***** Entries supplied *****

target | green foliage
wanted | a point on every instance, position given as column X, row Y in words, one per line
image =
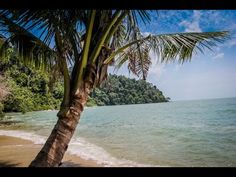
column 118, row 90
column 1, row 110
column 28, row 87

*****

Copy out each line of the entries above without changing it, but leave the pictures out.

__Solution to this problem__:
target | green foliage
wanted | a point on every instance, position given as column X, row Y in words, one per line
image =
column 118, row 90
column 1, row 110
column 28, row 87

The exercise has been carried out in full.